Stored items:
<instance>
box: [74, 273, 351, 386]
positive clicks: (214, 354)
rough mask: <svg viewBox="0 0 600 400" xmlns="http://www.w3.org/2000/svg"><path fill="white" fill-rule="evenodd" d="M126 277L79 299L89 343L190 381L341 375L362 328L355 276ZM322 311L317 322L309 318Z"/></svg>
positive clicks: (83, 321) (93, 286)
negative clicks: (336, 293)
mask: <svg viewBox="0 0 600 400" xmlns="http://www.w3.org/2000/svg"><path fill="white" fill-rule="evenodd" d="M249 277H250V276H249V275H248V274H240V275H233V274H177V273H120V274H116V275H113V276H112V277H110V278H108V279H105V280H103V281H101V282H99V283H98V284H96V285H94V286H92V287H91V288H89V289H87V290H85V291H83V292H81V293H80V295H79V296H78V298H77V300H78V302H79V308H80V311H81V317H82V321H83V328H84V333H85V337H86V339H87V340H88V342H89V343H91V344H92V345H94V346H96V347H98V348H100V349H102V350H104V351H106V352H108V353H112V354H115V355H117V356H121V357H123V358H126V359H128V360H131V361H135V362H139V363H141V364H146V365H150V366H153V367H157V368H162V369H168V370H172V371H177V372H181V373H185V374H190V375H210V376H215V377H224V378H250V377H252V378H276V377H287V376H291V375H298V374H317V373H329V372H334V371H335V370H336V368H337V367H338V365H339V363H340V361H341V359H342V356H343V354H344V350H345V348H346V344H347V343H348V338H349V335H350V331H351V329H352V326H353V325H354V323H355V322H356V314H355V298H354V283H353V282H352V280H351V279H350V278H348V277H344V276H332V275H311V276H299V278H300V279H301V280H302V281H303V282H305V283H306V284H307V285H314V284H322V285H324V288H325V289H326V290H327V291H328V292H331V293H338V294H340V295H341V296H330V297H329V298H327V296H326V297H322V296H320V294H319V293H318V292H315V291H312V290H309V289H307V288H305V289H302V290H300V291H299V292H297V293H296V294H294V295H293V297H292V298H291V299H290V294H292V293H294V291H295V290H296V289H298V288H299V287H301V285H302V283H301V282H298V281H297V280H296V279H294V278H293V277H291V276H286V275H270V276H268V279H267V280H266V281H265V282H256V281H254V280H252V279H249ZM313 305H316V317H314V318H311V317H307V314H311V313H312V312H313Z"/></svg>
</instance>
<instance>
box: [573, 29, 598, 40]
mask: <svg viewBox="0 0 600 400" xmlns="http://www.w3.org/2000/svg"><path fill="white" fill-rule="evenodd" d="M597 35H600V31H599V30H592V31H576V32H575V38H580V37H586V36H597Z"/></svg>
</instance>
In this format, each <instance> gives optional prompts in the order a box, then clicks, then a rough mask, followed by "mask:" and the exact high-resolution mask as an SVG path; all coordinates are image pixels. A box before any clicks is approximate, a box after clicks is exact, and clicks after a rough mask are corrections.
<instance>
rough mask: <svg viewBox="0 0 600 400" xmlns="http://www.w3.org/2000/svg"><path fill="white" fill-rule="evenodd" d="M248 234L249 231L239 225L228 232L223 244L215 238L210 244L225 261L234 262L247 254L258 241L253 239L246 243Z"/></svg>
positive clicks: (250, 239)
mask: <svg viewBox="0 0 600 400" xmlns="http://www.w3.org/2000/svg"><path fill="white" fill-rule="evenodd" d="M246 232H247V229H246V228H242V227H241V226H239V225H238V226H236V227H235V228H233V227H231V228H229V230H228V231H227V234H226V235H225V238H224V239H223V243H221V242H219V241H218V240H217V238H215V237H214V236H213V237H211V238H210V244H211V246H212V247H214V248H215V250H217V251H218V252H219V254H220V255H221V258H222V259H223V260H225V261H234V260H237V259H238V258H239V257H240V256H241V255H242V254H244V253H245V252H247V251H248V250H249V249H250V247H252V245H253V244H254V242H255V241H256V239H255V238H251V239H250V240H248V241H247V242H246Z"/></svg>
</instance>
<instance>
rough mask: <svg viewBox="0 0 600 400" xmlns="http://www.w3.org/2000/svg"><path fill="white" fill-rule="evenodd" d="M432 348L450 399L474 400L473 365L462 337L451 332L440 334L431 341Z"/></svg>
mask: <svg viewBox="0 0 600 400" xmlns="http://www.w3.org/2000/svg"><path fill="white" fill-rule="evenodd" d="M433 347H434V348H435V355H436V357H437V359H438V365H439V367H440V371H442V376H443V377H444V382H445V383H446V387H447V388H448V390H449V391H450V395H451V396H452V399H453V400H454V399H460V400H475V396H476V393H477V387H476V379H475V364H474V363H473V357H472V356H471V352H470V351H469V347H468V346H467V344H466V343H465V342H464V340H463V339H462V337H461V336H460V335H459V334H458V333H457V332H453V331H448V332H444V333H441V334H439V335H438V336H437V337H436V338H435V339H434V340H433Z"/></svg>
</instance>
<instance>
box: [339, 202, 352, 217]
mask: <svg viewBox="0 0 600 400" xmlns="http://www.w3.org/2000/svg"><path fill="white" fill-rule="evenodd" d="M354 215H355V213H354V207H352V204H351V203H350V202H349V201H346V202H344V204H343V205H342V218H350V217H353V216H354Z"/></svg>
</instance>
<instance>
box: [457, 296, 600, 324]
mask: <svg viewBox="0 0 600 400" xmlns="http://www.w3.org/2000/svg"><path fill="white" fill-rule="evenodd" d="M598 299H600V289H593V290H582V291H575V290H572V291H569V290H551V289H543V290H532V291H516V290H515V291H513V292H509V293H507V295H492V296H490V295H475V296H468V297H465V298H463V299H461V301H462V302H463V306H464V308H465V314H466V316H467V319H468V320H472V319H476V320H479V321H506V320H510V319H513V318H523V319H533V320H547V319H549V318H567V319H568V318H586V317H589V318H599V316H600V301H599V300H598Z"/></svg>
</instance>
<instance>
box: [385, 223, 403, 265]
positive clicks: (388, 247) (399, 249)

• _What to do_
Respond with the exact lines running from the one that contains "348L450 399L474 400L473" through the last line of the data above, and no other lines.

• _Response to this exercise_
rough mask: <svg viewBox="0 0 600 400" xmlns="http://www.w3.org/2000/svg"><path fill="white" fill-rule="evenodd" d="M432 348L450 399L474 400L473 365L462 337L451 332L440 334L431 341Z"/></svg>
mask: <svg viewBox="0 0 600 400" xmlns="http://www.w3.org/2000/svg"><path fill="white" fill-rule="evenodd" d="M433 347H434V348H435V355H436V357H437V359H438V365H439V367H440V371H442V376H443V377H444V382H445V383H446V387H447V388H448V390H449V391H450V395H451V396H452V399H453V400H454V399H460V400H475V396H476V393H477V387H476V379H475V364H474V363H473V357H472V356H471V352H470V351H469V347H468V346H467V344H466V343H465V342H464V340H463V339H462V337H461V336H460V335H459V334H458V333H457V332H453V331H448V332H444V333H441V334H439V335H438V336H437V337H436V338H435V339H434V340H433Z"/></svg>
</instance>
<instance>
box: [339, 202, 352, 217]
mask: <svg viewBox="0 0 600 400" xmlns="http://www.w3.org/2000/svg"><path fill="white" fill-rule="evenodd" d="M354 215H355V213H354V207H352V204H351V203H350V202H349V201H346V202H344V204H343V205H342V218H350V217H353V216H354Z"/></svg>
</instance>
<instance>
box: [457, 296, 600, 324]
mask: <svg viewBox="0 0 600 400" xmlns="http://www.w3.org/2000/svg"><path fill="white" fill-rule="evenodd" d="M598 299H600V289H593V290H582V291H575V290H572V291H569V290H551V289H543V290H532V291H516V290H515V291H513V292H509V293H507V295H492V296H490V295H475V296H468V297H465V298H463V299H461V301H462V302H463V306H464V308H465V314H466V316H467V319H468V320H472V319H476V320H479V321H506V320H510V319H513V318H523V319H533V320H547V319H549V318H567V319H568V318H586V317H589V318H599V316H600V301H599V300H598Z"/></svg>
</instance>
<instance>
box: [385, 223, 403, 265]
positive clicks: (388, 247) (399, 249)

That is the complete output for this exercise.